■ **EXERCISE INSTRUCTIONS**
Which lines run from the one containing "of the kawakawa" to the end of the entries? Copy them exactly, both ends included, and give nothing else.

Referring expression data:
----

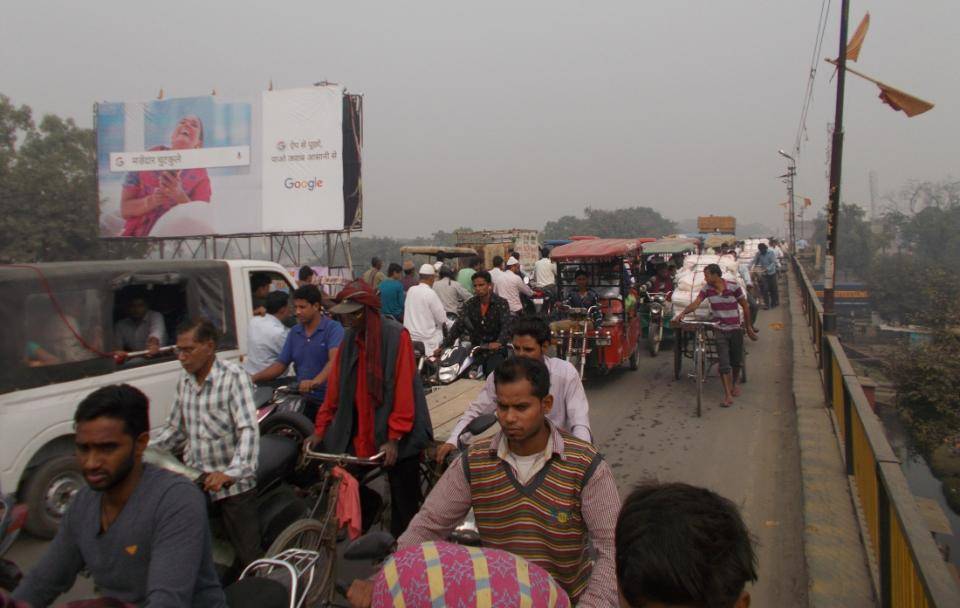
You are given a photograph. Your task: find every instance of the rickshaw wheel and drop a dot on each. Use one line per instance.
(677, 355)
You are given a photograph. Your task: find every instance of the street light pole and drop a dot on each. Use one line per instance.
(836, 164)
(791, 224)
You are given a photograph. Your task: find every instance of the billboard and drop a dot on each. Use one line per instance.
(211, 166)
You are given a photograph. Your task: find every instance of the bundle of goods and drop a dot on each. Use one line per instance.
(689, 281)
(750, 249)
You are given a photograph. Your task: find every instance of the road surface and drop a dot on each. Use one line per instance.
(644, 422)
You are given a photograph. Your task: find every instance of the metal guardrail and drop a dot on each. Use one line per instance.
(912, 571)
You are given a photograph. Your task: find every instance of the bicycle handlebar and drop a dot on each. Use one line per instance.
(577, 311)
(375, 460)
(713, 324)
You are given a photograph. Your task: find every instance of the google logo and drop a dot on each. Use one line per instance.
(302, 184)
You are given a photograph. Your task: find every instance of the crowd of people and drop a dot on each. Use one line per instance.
(540, 490)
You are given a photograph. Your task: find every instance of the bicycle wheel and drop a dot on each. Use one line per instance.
(700, 369)
(678, 354)
(311, 535)
(654, 337)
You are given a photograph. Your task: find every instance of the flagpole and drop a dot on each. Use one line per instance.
(836, 164)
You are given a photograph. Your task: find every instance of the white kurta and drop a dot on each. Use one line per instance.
(424, 316)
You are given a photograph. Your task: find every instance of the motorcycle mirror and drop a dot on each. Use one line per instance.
(480, 424)
(371, 546)
(166, 460)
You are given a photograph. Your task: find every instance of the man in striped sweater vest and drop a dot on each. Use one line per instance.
(536, 491)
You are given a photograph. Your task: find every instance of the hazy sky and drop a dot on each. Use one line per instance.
(500, 114)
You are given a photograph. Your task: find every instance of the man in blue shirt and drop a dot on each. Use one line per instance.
(311, 345)
(392, 295)
(767, 261)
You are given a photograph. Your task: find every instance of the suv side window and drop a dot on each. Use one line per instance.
(68, 331)
(145, 316)
(262, 283)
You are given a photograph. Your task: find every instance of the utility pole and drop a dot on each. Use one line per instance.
(836, 164)
(791, 208)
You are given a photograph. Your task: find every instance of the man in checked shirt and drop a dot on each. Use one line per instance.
(214, 424)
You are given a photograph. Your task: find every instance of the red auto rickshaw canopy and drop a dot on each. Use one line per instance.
(597, 249)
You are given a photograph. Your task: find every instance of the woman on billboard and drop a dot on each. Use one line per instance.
(147, 195)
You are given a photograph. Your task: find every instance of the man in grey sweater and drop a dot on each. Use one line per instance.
(142, 532)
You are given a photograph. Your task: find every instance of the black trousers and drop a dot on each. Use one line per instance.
(770, 289)
(242, 526)
(405, 495)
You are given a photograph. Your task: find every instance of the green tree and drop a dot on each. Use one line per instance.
(617, 223)
(928, 390)
(48, 190)
(856, 245)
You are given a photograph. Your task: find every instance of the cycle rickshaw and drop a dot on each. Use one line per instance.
(656, 306)
(694, 336)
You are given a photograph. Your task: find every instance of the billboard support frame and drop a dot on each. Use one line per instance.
(285, 248)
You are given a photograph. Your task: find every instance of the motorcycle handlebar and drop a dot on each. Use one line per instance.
(375, 460)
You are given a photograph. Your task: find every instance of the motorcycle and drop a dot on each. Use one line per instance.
(376, 546)
(656, 303)
(278, 505)
(12, 519)
(284, 413)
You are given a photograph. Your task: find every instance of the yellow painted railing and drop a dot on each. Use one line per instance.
(912, 571)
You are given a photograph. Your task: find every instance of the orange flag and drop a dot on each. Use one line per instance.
(895, 98)
(856, 42)
(898, 100)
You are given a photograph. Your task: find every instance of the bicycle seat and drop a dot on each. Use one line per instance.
(278, 456)
(257, 592)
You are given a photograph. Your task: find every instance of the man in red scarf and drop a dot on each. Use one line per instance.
(375, 401)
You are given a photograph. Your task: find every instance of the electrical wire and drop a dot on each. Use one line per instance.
(822, 21)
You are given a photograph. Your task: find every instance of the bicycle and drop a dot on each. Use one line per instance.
(703, 351)
(319, 530)
(704, 354)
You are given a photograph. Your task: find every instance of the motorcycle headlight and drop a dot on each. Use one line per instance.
(449, 373)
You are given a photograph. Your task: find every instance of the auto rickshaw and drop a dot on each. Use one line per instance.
(656, 307)
(603, 338)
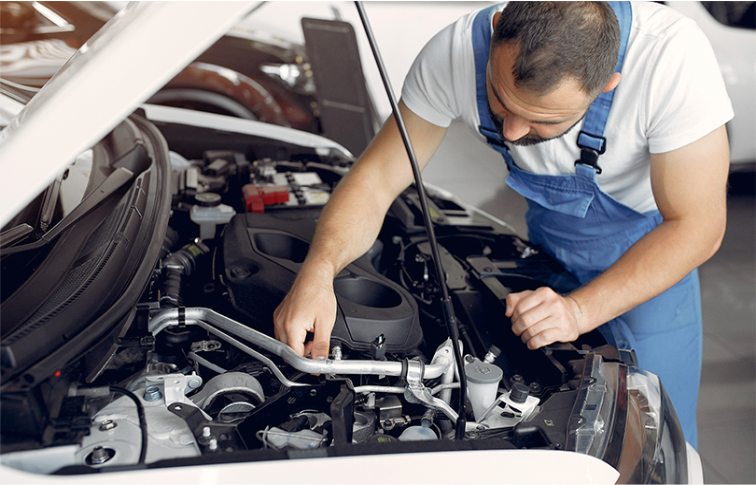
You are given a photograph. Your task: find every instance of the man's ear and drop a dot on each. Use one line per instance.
(496, 18)
(613, 82)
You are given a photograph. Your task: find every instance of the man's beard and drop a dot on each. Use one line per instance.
(531, 138)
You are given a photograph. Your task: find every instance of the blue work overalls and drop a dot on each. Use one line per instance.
(587, 231)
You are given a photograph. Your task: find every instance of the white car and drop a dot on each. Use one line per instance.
(143, 250)
(731, 29)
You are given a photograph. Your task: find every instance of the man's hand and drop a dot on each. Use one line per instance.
(542, 317)
(310, 306)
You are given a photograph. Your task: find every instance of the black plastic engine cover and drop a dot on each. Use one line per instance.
(261, 256)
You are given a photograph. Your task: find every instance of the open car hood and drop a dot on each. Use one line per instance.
(147, 44)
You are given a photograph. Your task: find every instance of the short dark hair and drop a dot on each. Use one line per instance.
(558, 39)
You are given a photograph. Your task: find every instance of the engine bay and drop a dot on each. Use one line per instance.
(194, 375)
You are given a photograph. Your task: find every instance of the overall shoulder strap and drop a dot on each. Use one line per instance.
(591, 138)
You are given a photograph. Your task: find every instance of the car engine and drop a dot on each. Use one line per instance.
(192, 374)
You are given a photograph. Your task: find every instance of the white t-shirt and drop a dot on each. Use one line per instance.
(671, 94)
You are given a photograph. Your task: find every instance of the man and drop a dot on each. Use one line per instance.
(632, 224)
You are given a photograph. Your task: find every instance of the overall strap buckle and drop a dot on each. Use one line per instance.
(591, 146)
(589, 158)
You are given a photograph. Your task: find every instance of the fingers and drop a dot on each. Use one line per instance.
(542, 317)
(307, 308)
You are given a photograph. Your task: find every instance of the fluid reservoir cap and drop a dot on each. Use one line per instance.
(519, 393)
(207, 199)
(483, 373)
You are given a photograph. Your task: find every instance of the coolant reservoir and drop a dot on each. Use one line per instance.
(482, 384)
(418, 433)
(208, 212)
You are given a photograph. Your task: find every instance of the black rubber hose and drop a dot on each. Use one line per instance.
(142, 419)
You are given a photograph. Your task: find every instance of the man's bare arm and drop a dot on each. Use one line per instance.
(347, 228)
(689, 186)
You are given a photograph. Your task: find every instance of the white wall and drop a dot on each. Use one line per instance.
(401, 30)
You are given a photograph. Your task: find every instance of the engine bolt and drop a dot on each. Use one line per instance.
(108, 425)
(152, 394)
(100, 455)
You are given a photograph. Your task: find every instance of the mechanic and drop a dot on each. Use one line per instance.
(632, 224)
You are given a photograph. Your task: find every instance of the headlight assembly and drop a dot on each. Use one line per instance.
(624, 416)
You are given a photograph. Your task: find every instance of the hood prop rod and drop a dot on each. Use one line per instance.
(448, 308)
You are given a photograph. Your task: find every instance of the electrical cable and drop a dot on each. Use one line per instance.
(142, 419)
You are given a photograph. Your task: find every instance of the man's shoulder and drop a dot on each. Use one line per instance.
(658, 21)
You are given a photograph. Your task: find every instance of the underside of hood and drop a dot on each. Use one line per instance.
(120, 67)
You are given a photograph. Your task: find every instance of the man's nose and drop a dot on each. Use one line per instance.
(515, 127)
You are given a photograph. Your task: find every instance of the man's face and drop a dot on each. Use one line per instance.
(522, 118)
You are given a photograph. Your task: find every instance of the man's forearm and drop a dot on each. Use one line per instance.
(655, 263)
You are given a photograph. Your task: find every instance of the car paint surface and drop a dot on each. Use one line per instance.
(735, 49)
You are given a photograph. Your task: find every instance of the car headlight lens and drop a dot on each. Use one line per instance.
(654, 450)
(625, 417)
(295, 76)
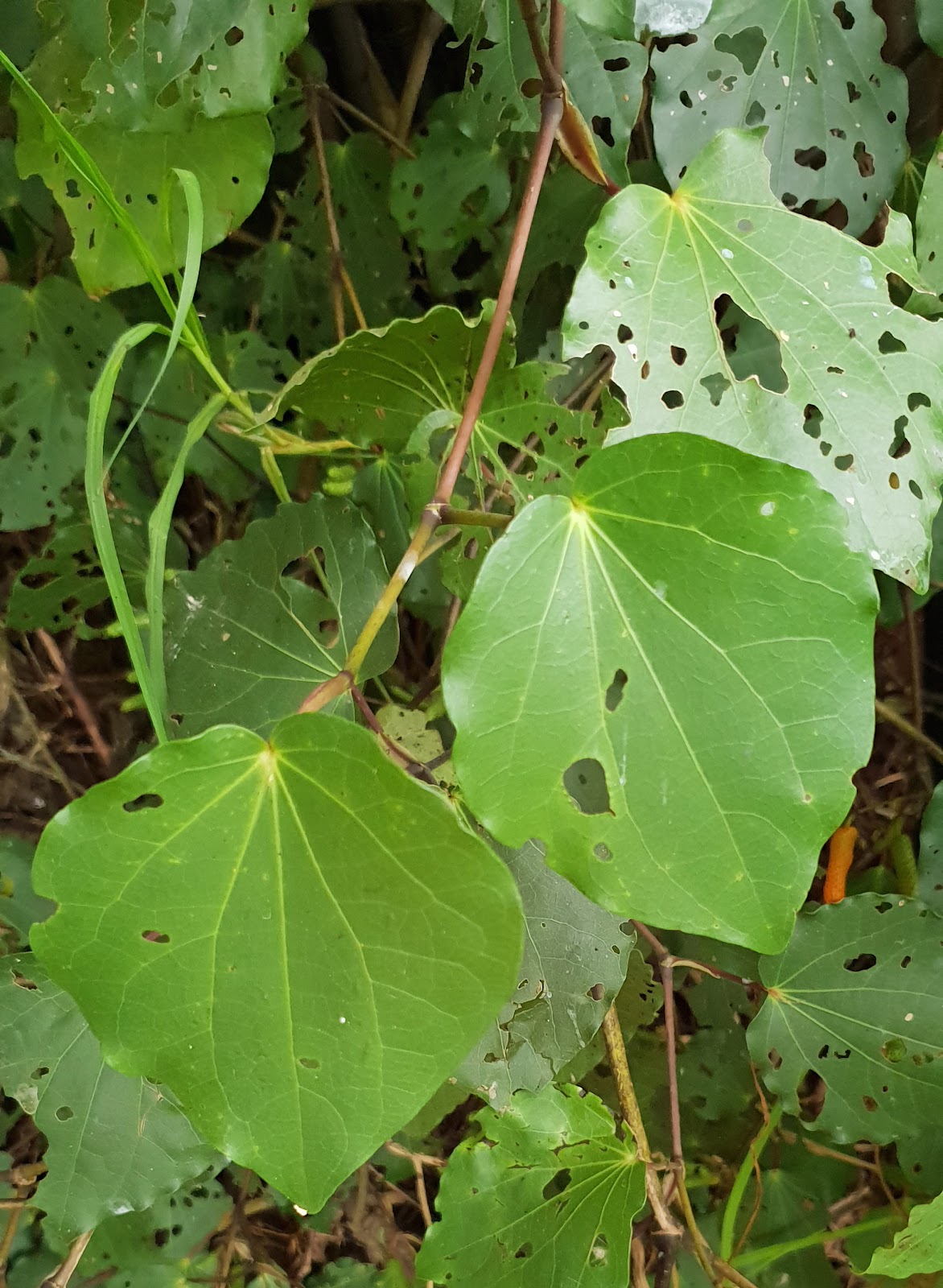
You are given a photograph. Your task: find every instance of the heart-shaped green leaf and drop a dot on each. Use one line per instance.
(636, 682)
(115, 1144)
(835, 130)
(544, 1199)
(246, 643)
(859, 396)
(298, 938)
(857, 997)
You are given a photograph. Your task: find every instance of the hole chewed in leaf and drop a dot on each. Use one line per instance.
(147, 800)
(585, 783)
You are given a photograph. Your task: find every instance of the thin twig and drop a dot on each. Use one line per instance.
(232, 1232)
(429, 30)
(550, 115)
(891, 715)
(60, 1278)
(79, 705)
(629, 1107)
(342, 103)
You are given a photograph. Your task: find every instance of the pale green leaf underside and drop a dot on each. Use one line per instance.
(246, 644)
(500, 1228)
(808, 70)
(917, 1249)
(295, 937)
(574, 963)
(862, 410)
(600, 660)
(857, 997)
(115, 1143)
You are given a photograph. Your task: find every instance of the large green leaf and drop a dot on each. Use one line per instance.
(298, 938)
(574, 963)
(603, 80)
(115, 1143)
(862, 402)
(246, 643)
(917, 1249)
(857, 998)
(19, 906)
(286, 283)
(681, 759)
(51, 338)
(808, 70)
(546, 1197)
(413, 378)
(146, 89)
(164, 1247)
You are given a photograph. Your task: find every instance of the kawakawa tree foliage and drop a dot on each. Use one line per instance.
(488, 429)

----

■ **SOLUTION FOR THIS EXERCISE**
You are given a photograph. Your task: find every instance of the kawakawa tree foliage and drop a dot on each. Use one line per instance.
(488, 429)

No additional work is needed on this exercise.